**Passage to read:**
------------------------

When Jesus was with His disciples going through Samaria, He set His face as though He would go to Jerusalem [Luke 9:51], which was an insult to any good Samaritan; and they did not receive Him [Luke 9:53]. So James and John came to the Lord Jesus and said, “Master, shall we bid fire come down from God out of heaven like Elijah did, and burn them up?” And Jesus said, “Nay, not so, not so; for ye know not what spirit ye are of. The Son of Man came not to destroy men’s lives, but to save men’s lives. Ye know not what spirit ye are of. You are of a different spirit, you are of a different kind, you are of a different order”; and the difference lies in the spirit! [Luke 9:54-56]. The great thesis of Paul in the eighth chapter of Romans is that the difference in men, the difference in the Christian lies in his heart, it lies in his spirit [Romans 8:1-39].
Now could I digress to say for this moment that the difference in any man lies in his spirit; all of the rest is peripheral, all the rest is external, all the rest is on the outside. It is just incidental; it’s not central, it’s not dynamic. The difference in men is difference in spirit: it’s the spirit that makes the difference! A man can live heroically and have a tremendous heroic spirit, and be in a cage or a dungeon or a cell. And a man can be a slave and live in a palace. The difference lies in the spirit. All else is transitory and peripheral; the eternal lies in the spirit.

------------------------

**Information provided:**
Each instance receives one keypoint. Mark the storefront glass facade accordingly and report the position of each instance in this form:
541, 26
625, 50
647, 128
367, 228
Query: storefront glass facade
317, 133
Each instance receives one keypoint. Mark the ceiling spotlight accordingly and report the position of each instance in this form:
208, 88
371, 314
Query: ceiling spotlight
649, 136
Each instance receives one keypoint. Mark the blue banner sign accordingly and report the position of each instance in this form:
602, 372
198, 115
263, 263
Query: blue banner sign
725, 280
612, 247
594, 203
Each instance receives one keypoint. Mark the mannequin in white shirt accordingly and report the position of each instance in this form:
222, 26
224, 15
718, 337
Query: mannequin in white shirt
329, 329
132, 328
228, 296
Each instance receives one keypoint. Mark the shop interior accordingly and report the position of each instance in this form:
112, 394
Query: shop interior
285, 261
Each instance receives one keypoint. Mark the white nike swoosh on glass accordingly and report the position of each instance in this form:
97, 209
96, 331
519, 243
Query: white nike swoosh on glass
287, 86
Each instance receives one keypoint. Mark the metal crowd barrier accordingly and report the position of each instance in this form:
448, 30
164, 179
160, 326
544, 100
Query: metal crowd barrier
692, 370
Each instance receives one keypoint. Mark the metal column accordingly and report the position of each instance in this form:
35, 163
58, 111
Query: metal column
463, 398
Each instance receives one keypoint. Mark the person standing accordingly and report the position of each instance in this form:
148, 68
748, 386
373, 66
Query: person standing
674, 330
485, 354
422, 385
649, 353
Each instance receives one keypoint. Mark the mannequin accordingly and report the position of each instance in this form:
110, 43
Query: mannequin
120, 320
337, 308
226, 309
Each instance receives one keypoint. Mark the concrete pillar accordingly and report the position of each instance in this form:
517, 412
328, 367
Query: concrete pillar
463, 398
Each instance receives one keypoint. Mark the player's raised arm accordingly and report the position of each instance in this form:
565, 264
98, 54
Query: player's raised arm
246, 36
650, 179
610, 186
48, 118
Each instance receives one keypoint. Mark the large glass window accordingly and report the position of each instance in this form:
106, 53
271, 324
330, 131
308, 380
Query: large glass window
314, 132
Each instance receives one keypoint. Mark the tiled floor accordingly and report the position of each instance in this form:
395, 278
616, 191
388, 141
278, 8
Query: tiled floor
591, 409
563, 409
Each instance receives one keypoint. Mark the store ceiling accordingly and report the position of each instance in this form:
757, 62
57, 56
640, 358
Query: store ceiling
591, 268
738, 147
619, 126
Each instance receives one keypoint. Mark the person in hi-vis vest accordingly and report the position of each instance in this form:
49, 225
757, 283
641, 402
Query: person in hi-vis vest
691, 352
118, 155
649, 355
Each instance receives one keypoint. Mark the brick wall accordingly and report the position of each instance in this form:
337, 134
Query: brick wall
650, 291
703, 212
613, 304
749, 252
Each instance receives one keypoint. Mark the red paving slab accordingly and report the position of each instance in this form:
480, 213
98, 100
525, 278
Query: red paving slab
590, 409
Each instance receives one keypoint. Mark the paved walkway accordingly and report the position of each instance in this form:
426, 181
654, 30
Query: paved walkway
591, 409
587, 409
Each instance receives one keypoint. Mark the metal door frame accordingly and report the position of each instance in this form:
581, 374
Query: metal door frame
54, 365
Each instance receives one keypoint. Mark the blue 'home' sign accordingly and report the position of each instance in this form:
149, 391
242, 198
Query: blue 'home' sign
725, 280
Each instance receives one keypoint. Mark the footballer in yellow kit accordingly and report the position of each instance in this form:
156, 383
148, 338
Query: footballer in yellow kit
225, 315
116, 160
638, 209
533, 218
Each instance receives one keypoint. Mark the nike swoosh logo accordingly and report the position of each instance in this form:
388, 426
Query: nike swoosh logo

------------------------

**Written tasks:**
(A) Translate this sentence from the sermon excerpt into Spanish: "A man can live heroically and have a tremendous heroic spirit, and be in a cage or a dungeon or a cell."
(B) Give back, word for word, the part of the sermon excerpt between "Now could I" and "eternal lies in the spirit.", inclusive.
The data above is separate from the sermon excerpt.

**Written responses:**
(A) Un hombre puede vivir heroicamente y tener un tremendo espíritu heroico, y estar en una jaula, en un calabozo o en una celda.

(B)
Now could I digress to say for this moment that the difference in any man lies in his spirit; all of the rest is peripheral, all the rest is external, all the rest is on the outside. It is just incidental; it’s not central, it’s not dynamic. The difference in men is difference in spirit: it’s the spirit that makes the difference! A man can live heroically and have a tremendous heroic spirit, and be in a cage or a dungeon or a cell. And a man can be a slave and live in a palace. The difference lies in the spirit. All else is transitory and peripheral; the eternal lies in the spirit.